Em outros termos, a luta contra essa homogeneização e a reafirmação, ao
nível infra-político, das identidades culturais reforçariam as barreiras entre
os povos e as nações, mas se trata de um combate de retaguarda e periférico.
Minois pergunta se o fato de não se imaginar nenhum sistema melhor do que a
liberal-democracia não seria uma simples falta de imaginação, como se não
houvesse, no século XVII, nenhuma alternativa ao absolutismo. E as
desigualdades de renda, pergunta ele, não poderiam ser fonte de futuros
conflitos? Os profetas do apocalipse ainda parecem ter trabalho pela frente.
Os dois métodos mais recentes de previsão são a futurologia e a
prospectiva, esta uma das grandes novidades da segunda metade do século XX.
“Ela se caracteriza por uma institucionalização e uma profissionalização da
atividade de previsão, com um objetivo de ação e de preparação da opinião. Na
sua concepção, portanto, ela retoma o papel que desempenhavam os oráculos
oficiais no mundo greco-romano, utilizando os meios modernos, estatísticas,
probabilidades, modelização, sondagens e outros. Trata-se na verdade de um
instrumento a serviço dos poderes políticos, econômicos, tecnocráticos. Mais do
que nunca, governar é prever, num mundo instável onde a tecnologia avança a uma
velocidade crescente. É preciso antecipar para ser eficaz. É preciso também
preparar os espíritos, e se retoma aqui a idéia de manipulação do futuro a
serviço do presente, tão comum na Antiguidade. Nada como uma pesquisa
prospectiva para justificar uma reforma desejada pelo poder” (pág. 589).

> [ENTRADAS FORNECIDAS]
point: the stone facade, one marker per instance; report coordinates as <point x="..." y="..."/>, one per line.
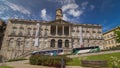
<point x="109" y="38"/>
<point x="2" y="31"/>
<point x="20" y="36"/>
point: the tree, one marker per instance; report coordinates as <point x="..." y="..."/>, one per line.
<point x="117" y="35"/>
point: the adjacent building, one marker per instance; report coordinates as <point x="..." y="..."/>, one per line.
<point x="25" y="36"/>
<point x="109" y="38"/>
<point x="2" y="31"/>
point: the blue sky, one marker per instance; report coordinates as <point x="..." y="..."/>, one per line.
<point x="104" y="12"/>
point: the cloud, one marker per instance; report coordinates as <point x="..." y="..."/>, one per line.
<point x="69" y="6"/>
<point x="44" y="15"/>
<point x="65" y="17"/>
<point x="75" y="13"/>
<point x="63" y="2"/>
<point x="16" y="7"/>
<point x="84" y="5"/>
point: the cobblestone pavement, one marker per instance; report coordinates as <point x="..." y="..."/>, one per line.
<point x="97" y="53"/>
<point x="25" y="64"/>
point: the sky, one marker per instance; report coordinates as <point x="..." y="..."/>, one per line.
<point x="103" y="12"/>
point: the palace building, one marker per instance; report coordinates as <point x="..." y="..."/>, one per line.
<point x="25" y="36"/>
<point x="110" y="38"/>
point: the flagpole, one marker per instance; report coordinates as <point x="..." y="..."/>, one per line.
<point x="37" y="36"/>
<point x="81" y="38"/>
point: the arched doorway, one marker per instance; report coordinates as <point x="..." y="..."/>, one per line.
<point x="52" y="43"/>
<point x="67" y="43"/>
<point x="60" y="43"/>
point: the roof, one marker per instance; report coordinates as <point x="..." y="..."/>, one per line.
<point x="111" y="30"/>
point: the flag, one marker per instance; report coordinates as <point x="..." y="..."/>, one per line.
<point x="37" y="35"/>
<point x="81" y="37"/>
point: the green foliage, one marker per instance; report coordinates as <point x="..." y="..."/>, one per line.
<point x="117" y="33"/>
<point x="16" y="59"/>
<point x="1" y="57"/>
<point x="6" y="67"/>
<point x="115" y="62"/>
<point x="48" y="60"/>
<point x="107" y="57"/>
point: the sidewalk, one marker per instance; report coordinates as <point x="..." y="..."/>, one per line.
<point x="25" y="64"/>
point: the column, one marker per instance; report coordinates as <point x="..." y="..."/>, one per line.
<point x="56" y="30"/>
<point x="69" y="31"/>
<point x="63" y="30"/>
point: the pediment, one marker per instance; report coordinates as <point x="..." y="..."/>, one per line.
<point x="62" y="22"/>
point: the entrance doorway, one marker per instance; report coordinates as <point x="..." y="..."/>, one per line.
<point x="60" y="43"/>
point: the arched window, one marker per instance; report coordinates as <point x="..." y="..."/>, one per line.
<point x="67" y="43"/>
<point x="14" y="29"/>
<point x="53" y="29"/>
<point x="66" y="30"/>
<point x="28" y="33"/>
<point x="59" y="30"/>
<point x="59" y="43"/>
<point x="52" y="43"/>
<point x="11" y="41"/>
<point x="21" y="31"/>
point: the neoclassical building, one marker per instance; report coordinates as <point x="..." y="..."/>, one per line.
<point x="110" y="38"/>
<point x="20" y="35"/>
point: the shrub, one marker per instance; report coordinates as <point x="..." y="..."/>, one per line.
<point x="48" y="60"/>
<point x="17" y="59"/>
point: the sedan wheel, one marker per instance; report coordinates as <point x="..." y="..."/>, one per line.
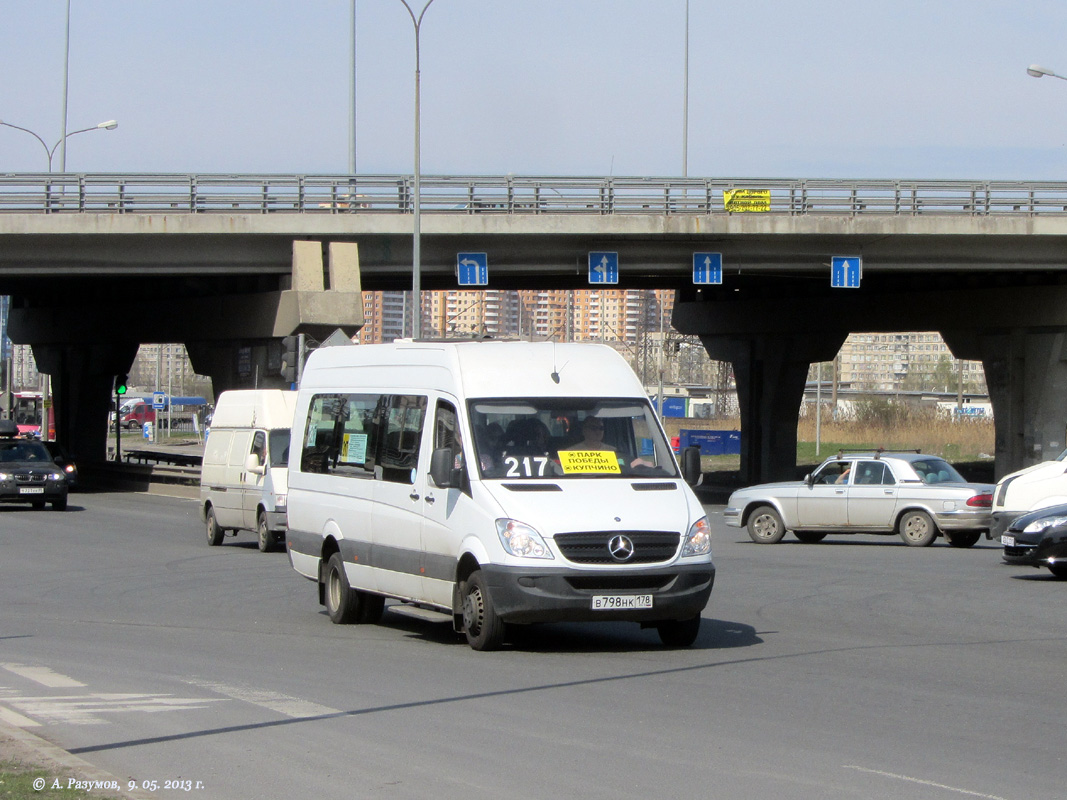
<point x="917" y="529"/>
<point x="765" y="526"/>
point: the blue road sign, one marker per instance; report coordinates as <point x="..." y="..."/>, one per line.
<point x="603" y="268"/>
<point x="707" y="268"/>
<point x="472" y="269"/>
<point x="846" y="272"/>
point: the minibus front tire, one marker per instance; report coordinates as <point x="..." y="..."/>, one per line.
<point x="483" y="628"/>
<point x="346" y="605"/>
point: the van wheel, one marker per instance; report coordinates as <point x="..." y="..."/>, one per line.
<point x="483" y="628"/>
<point x="679" y="633"/>
<point x="917" y="529"/>
<point x="215" y="533"/>
<point x="345" y="604"/>
<point x="266" y="534"/>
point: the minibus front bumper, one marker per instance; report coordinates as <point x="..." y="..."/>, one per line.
<point x="524" y="595"/>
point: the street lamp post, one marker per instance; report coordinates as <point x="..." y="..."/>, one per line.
<point x="1035" y="70"/>
<point x="50" y="152"/>
<point x="416" y="278"/>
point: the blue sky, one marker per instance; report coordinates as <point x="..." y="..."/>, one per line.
<point x="823" y="89"/>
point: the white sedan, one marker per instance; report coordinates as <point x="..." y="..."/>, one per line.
<point x="911" y="494"/>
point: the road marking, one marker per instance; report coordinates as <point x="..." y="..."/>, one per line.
<point x="283" y="704"/>
<point x="13" y="718"/>
<point x="83" y="709"/>
<point x="925" y="783"/>
<point x="43" y="675"/>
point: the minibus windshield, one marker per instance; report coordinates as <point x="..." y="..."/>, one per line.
<point x="559" y="438"/>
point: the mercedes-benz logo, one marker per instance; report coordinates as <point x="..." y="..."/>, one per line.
<point x="621" y="548"/>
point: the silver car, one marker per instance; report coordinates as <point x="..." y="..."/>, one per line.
<point x="907" y="493"/>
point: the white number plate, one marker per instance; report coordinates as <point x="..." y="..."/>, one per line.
<point x="612" y="602"/>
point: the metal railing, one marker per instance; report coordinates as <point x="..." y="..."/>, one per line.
<point x="376" y="194"/>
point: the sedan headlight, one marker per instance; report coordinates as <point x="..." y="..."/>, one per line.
<point x="698" y="541"/>
<point x="519" y="539"/>
<point x="1048" y="522"/>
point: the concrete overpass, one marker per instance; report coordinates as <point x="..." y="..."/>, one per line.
<point x="99" y="264"/>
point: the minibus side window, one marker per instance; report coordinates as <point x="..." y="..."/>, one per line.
<point x="402" y="431"/>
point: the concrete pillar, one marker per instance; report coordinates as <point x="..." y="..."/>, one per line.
<point x="1026" y="377"/>
<point x="770" y="371"/>
<point x="82" y="379"/>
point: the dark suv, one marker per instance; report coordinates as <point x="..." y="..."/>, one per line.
<point x="28" y="473"/>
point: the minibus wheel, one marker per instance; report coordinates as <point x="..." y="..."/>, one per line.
<point x="343" y="603"/>
<point x="215" y="533"/>
<point x="483" y="628"/>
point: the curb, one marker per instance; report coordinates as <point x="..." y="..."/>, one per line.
<point x="19" y="745"/>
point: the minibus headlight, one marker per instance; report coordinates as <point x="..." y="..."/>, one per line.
<point x="521" y="540"/>
<point x="698" y="541"/>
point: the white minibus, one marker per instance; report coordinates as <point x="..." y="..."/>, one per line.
<point x="499" y="482"/>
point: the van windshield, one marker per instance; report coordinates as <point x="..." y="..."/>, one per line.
<point x="569" y="437"/>
<point x="279" y="448"/>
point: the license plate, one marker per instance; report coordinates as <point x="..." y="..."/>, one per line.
<point x="621" y="602"/>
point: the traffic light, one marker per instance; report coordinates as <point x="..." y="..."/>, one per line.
<point x="290" y="357"/>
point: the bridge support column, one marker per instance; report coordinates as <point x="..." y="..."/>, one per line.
<point x="82" y="378"/>
<point x="770" y="370"/>
<point x="1026" y="377"/>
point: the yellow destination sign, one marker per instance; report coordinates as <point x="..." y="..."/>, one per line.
<point x="600" y="462"/>
<point x="746" y="200"/>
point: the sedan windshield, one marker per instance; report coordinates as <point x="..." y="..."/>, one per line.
<point x="571" y="437"/>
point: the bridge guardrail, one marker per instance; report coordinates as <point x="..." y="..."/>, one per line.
<point x="377" y="194"/>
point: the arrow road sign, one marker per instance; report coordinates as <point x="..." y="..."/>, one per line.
<point x="603" y="268"/>
<point x="846" y="272"/>
<point x="707" y="268"/>
<point x="472" y="269"/>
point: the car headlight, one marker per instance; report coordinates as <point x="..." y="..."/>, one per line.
<point x="1048" y="522"/>
<point x="698" y="541"/>
<point x="519" y="539"/>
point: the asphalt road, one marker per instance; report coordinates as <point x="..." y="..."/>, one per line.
<point x="855" y="668"/>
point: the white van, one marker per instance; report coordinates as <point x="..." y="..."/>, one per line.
<point x="243" y="480"/>
<point x="496" y="481"/>
<point x="1034" y="488"/>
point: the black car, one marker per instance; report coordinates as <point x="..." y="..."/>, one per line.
<point x="28" y="473"/>
<point x="62" y="458"/>
<point x="1038" y="539"/>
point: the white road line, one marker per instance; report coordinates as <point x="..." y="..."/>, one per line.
<point x="925" y="783"/>
<point x="13" y="718"/>
<point x="283" y="704"/>
<point x="43" y="675"/>
<point x="83" y="709"/>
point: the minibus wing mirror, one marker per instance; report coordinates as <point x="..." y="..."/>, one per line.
<point x="690" y="465"/>
<point x="441" y="467"/>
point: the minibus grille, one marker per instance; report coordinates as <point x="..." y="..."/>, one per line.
<point x="594" y="547"/>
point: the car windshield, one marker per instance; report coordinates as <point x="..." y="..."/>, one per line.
<point x="937" y="470"/>
<point x="22" y="450"/>
<point x="569" y="437"/>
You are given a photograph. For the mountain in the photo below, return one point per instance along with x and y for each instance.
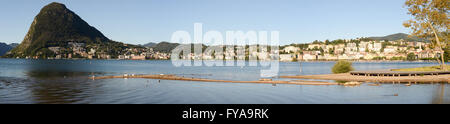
(55, 26)
(397, 36)
(14, 45)
(4, 48)
(164, 47)
(149, 44)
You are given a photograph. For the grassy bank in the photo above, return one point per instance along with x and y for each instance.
(428, 68)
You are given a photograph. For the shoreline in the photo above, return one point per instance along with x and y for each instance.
(349, 77)
(360, 61)
(173, 77)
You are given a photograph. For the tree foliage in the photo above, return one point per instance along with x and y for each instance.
(342, 66)
(430, 20)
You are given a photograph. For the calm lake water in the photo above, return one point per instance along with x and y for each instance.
(66, 81)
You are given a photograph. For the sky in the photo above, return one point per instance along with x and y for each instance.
(144, 21)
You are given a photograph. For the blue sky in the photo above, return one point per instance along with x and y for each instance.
(143, 21)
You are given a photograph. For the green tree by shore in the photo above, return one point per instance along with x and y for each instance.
(342, 66)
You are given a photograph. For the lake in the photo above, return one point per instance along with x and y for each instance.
(66, 81)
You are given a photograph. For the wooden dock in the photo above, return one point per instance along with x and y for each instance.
(442, 78)
(388, 73)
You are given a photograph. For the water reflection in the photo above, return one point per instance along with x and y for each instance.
(440, 94)
(66, 81)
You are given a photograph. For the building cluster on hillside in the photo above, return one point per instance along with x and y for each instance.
(354, 49)
(75, 50)
(359, 50)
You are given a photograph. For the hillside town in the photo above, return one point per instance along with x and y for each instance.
(359, 50)
(350, 49)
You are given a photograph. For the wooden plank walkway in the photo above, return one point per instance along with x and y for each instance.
(383, 73)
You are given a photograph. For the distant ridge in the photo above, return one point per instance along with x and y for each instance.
(4, 48)
(55, 26)
(397, 36)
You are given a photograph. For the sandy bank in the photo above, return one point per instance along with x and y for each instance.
(349, 77)
(174, 77)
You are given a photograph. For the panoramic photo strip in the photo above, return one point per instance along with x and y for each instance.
(222, 60)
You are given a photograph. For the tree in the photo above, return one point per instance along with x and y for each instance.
(411, 57)
(342, 66)
(430, 20)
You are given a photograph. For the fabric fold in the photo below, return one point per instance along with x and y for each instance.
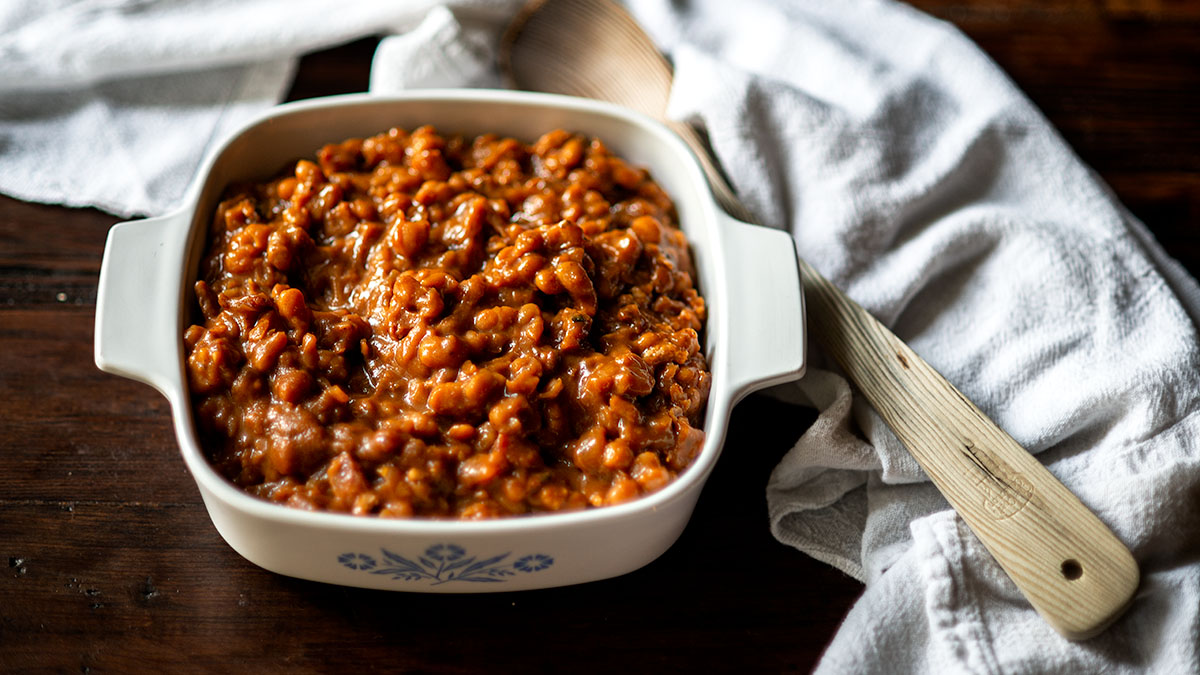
(910, 171)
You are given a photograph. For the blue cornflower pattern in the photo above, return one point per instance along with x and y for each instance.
(442, 563)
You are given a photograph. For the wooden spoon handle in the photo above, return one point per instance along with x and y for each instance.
(1068, 563)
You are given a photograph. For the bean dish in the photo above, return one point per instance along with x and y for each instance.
(427, 324)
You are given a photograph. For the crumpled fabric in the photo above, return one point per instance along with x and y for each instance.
(910, 171)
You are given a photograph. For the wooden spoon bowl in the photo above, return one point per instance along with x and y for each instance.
(1068, 563)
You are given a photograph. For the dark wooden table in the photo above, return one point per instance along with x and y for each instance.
(112, 562)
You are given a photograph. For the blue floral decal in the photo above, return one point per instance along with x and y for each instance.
(442, 563)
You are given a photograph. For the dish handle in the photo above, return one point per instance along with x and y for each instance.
(137, 304)
(763, 297)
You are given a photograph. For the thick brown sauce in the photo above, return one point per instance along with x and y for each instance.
(431, 326)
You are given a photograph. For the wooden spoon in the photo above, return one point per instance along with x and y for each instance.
(1068, 563)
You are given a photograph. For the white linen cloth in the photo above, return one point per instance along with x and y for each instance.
(910, 171)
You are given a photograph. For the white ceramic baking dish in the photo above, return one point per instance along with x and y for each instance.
(754, 338)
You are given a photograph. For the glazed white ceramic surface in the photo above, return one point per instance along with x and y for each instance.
(754, 338)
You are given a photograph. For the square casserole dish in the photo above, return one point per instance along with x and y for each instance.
(754, 338)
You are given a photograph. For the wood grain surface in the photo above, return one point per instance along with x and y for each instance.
(109, 562)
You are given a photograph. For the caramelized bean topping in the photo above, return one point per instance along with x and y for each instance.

> [TAREFAS ESCRITAS]
A – No trecho, transcreva tudo desde "Minois pergunta se" até "trabalho pela frente.", substituindo "liberal-democracia" por "democracia parlamentar".
B – Responda, com base no trecho:
(i) Quais são os dois métodos mais recentes de previsão?
(ii) A que sistema não haveria alternativa no século XVII?
(iii) Que papel, desempenhado no mundo greco-romano, a prospectiva retoma?
As entradas constituem material à parte, independente do trecho.

> [SOLUÇÕES PROPOSTAS]
A –
Minois pergunta se o fato de não se imaginar nenhum sistema melhor do que a
democracia parlamentar não seria uma simples falta de imaginação, como se não
houvesse, no século XVII, nenhuma alternativa ao absolutismo. E as
desigualdades de renda, pergunta ele, não poderiam ser fonte de futuros
conflitos? Os profetas do apocalipse ainda parecem ter trabalho pela frente.

B –
(i) A futurologia e a prospectiva.
(ii) Ao absolutismo.
(iii) O papel dos oráculos oficiais.